# DOCUMENT SOURCE

►

Entretien

Stéphanie Di Giusto pour Rosalie : “Le cinéma est fait pour ressentir des choses”

10 avril 2024
Par Lisa Muratore
Nadia Tereszkiewicz dans le film “Rosalie”.
Nadia Tereszkiewicz dans le film “Rosalie”. ©Marie-Camille Orlando/Trésor Films/Gaumont/LDRPII/Artémis Productions

À l’occasion de la sortie du film Rosalie, L’Éclaireur a rencontré sa réalisatrice, Stéphanie Di Giusto, afin d’évoquer son deuxième long-métrage porté par Nadia Tereszkiewicz et Benoît Magimel.

C’est dans un hôtel parisien que nous avons rencontré Stéphanie Di Giusto. La réalisatrice, très enthousiaste à l’approche de la sortie de son nouveau film Rosalie, nous rappelle que cela fait presque un an qu’elle a démarré la promotion du long-métrage porté par l’étoile montante du cinéma français Nadia Tereszkiewicz et le doublement césarisé Benoît Magimel. Impatiente de le céder désormais aux spectateurs, à partir du 10 avril, et après une première présentation au Festival de Cannes 2023, la cinéaste est revenue sur l’écriture de son deuxième film – après La Danseuse (2016) –, ses thèmes, mais aussi son message. 

On parle du public et de la sortie du film sur grand écran. Qu’espérez-vous susciter chez les spectateurs qui iront voir le film en salle ? 

J’aimerais avant tout susciter une émotion et je n’ai pas à dire laquelle. C’est un film sur la liberté d’être soi. Les spectateurs réagiront avec ce qu’ils sont. Je respecte ça jusqu’à la fin du film, chacun est libre de ressentir l’émotion qui lui est propre. J’espère, en tout cas, que chaque spectateur sera différent avant et après le film. J’espère faire bouger quelque chose en eux.

◄

# TÂCHE DEMANDÉE A
Énumérez toutes les personnes nommées dans l'entretien.

# DONNÉES FOURNIES
►

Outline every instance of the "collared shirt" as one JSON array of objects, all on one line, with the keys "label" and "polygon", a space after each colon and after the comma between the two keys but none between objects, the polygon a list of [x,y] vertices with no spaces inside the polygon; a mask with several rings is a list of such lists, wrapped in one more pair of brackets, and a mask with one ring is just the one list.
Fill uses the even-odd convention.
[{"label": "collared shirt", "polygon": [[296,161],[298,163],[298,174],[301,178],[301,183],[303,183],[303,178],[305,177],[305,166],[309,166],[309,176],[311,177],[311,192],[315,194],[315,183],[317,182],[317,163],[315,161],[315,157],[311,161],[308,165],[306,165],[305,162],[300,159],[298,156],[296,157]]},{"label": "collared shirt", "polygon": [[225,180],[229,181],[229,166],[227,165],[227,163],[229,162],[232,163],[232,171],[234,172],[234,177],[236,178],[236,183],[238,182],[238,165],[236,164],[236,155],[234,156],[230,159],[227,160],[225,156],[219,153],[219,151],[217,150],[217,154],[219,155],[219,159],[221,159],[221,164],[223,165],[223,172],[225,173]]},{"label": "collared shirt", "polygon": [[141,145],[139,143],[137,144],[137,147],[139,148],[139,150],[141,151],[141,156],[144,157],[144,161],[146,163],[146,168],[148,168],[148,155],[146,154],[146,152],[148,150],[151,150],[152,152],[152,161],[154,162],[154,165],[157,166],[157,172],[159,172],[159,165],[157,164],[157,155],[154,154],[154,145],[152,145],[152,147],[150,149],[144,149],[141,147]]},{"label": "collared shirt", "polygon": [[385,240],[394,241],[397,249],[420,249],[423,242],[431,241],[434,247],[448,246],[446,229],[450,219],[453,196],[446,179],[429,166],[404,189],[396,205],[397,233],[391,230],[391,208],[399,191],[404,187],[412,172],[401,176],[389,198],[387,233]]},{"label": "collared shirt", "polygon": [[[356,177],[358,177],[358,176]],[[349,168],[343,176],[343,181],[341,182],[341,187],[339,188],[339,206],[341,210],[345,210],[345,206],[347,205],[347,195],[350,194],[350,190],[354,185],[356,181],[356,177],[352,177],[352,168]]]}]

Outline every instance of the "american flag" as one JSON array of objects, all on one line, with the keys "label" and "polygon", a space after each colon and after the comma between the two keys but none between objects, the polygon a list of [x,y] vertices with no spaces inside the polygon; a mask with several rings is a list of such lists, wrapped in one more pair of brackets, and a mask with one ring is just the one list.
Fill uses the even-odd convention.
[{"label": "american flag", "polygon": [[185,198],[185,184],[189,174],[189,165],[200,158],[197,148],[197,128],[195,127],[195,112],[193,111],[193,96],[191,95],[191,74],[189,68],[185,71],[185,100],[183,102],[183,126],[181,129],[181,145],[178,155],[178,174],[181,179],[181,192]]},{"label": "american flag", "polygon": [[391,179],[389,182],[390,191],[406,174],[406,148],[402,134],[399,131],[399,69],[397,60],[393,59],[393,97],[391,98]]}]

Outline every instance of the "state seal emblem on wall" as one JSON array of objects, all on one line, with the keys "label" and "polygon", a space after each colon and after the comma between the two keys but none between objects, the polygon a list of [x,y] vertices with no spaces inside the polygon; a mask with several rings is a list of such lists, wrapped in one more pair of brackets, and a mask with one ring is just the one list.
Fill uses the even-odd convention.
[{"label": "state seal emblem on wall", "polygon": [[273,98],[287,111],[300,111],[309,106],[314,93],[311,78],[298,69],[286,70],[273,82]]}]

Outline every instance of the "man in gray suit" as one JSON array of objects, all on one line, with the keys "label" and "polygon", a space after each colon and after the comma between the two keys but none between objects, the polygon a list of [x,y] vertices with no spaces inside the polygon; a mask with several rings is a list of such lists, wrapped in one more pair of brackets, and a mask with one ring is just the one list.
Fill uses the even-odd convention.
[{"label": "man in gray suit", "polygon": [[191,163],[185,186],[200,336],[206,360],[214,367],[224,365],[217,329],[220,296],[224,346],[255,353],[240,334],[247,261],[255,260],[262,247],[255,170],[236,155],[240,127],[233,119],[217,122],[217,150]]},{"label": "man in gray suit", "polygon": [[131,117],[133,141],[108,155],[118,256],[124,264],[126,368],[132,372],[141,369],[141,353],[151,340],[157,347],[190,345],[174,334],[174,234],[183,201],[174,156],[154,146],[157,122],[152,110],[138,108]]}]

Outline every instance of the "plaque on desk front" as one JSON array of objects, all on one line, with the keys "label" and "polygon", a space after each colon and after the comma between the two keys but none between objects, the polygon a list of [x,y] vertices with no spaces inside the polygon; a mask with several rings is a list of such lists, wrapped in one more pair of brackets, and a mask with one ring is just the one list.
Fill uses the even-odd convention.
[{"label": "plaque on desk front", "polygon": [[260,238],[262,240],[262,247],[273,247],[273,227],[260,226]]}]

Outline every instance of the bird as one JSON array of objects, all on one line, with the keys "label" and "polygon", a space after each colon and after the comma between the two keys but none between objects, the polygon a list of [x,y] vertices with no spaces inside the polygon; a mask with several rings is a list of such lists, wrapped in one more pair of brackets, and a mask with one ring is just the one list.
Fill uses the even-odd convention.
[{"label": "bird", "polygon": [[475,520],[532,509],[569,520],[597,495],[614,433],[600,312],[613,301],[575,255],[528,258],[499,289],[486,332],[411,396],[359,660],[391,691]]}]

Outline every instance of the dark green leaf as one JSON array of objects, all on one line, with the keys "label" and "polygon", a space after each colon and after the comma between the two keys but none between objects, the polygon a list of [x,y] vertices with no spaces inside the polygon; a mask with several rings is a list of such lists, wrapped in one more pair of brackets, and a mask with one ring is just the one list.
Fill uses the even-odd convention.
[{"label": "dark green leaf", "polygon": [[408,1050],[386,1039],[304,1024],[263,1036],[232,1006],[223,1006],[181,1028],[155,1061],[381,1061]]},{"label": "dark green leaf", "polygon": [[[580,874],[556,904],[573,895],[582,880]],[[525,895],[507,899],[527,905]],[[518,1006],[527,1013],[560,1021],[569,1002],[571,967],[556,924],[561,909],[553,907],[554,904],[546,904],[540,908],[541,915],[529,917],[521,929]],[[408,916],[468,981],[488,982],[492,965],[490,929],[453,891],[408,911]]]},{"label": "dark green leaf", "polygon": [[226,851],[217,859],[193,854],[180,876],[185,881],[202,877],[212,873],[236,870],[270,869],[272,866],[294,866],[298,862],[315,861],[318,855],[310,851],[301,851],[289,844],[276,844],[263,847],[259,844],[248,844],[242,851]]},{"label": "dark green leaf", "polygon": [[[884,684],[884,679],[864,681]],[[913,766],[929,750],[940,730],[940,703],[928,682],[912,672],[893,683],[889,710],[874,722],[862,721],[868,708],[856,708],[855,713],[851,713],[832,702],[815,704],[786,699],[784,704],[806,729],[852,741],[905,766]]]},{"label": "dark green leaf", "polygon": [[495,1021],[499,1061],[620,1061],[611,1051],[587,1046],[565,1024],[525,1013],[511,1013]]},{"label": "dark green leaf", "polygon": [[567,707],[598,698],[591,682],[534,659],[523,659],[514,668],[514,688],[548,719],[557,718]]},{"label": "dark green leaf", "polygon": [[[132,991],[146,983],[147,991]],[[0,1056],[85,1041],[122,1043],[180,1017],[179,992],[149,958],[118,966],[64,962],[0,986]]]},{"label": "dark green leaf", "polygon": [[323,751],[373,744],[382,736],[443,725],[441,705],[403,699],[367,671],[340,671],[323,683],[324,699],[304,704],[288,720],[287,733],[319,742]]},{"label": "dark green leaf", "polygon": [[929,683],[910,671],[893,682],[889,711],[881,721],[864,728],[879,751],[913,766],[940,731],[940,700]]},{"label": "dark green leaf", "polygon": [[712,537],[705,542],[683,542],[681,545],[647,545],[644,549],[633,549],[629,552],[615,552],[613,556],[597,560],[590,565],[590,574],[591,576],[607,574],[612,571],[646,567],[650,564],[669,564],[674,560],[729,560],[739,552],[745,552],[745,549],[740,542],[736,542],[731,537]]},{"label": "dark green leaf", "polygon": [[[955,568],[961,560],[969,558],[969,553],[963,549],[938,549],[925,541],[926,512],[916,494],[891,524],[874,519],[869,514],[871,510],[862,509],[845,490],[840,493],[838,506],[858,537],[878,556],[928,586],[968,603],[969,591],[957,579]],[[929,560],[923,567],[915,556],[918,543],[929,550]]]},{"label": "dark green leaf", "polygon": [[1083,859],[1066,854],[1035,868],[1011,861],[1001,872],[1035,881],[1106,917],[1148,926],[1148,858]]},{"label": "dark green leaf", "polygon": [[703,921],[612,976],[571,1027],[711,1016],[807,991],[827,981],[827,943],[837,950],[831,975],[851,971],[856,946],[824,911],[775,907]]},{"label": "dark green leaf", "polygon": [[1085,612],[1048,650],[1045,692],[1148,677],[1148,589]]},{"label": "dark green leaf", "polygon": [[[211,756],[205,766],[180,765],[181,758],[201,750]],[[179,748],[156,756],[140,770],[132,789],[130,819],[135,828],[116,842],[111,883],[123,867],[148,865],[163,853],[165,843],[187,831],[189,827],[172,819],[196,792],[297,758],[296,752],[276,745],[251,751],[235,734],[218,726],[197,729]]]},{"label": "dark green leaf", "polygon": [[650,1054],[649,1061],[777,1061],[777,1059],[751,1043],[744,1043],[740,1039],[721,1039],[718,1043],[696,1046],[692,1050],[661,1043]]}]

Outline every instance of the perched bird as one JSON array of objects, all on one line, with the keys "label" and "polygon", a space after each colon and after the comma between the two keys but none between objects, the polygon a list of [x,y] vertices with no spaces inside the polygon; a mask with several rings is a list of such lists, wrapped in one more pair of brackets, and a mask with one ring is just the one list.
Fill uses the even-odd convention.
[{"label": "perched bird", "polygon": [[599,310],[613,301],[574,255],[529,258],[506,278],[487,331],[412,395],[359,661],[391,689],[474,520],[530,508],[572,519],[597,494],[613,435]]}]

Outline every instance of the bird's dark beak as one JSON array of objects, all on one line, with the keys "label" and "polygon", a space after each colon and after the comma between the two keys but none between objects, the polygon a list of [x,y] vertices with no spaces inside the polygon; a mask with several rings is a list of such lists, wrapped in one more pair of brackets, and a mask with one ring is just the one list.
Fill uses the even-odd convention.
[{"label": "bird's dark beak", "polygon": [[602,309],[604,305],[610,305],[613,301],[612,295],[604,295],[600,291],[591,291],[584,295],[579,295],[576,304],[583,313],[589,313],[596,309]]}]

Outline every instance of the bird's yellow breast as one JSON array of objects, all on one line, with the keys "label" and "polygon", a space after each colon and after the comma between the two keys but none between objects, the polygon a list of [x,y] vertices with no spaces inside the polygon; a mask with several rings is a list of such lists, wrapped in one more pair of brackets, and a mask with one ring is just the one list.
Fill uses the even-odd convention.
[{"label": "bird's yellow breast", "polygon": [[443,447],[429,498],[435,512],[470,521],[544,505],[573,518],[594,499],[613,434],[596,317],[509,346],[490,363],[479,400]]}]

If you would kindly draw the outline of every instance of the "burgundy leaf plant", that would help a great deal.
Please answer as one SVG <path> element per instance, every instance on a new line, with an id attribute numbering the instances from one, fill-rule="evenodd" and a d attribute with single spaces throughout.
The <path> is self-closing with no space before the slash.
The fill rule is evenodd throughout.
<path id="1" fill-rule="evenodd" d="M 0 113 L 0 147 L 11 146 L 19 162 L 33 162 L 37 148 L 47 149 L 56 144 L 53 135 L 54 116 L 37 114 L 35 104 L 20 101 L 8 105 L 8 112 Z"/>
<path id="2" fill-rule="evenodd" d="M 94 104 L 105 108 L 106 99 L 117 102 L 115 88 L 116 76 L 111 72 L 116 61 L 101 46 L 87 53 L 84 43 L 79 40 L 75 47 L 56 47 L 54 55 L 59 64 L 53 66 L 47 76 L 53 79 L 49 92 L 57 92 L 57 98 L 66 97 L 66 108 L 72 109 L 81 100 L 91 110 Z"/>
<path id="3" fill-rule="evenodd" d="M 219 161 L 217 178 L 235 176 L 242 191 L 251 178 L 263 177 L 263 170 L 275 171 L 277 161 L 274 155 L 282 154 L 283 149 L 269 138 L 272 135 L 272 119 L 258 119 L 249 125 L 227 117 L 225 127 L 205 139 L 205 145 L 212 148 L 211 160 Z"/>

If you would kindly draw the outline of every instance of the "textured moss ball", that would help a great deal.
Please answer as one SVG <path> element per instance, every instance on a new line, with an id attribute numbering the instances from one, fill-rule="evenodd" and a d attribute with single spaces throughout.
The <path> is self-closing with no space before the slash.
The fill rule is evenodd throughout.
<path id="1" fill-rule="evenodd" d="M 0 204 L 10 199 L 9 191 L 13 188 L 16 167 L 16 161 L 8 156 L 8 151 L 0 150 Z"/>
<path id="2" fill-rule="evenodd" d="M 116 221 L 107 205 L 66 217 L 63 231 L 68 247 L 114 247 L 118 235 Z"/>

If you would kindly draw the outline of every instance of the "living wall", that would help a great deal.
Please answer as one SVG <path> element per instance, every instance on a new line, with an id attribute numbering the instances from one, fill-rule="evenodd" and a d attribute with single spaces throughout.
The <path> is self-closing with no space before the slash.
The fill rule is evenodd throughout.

◄

# TÂCHE DEMANDÉE B
Relevez chaque ligne des enregistrements où figure la chaîne « wall », en respectant la casse.

# RÉPONSE A
- Stéphanie Di Giusto
- Lisa Muratore
- Nadia Tereszkiewicz
- Marie-Camille Orlando
- Benoît Magimel

# RÉPONSE B
Outline every instance of the "state seal emblem on wall" as one JSON array of objects, all on one line, with the keys "label" and "polygon", a space after each colon and after the comma between the two keys but none between objects, the polygon a list of [x,y] vertices with no spaces inside the polygon; a mask with several rings is a list of such lists, wrapped in one more pair of brackets, and a mask with one ring is just the one list.
[{"label": "state seal emblem on wall", "polygon": [[273,98],[287,111],[300,111],[309,106],[314,93],[311,78],[298,69],[286,70],[273,82]]}]
If you would kindly draw the outline of every instance of the "living wall", that would help a great deal.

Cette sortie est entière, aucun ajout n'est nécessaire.